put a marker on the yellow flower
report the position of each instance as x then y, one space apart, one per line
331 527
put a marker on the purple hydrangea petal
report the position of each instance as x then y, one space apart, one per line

◆ **What is needed**
Convert the entries into a JSON list of strings, one string per line, leaving out blank lines.

◆ **Final answer**
[
  "put a marker on the yellow flower",
  "report the position of each instance as x then y, one space apart, one per line",
  "331 527",
  "put a marker on the purple hydrangea petal",
  "report the position of each instance as x then y, one space apart, one per line"
]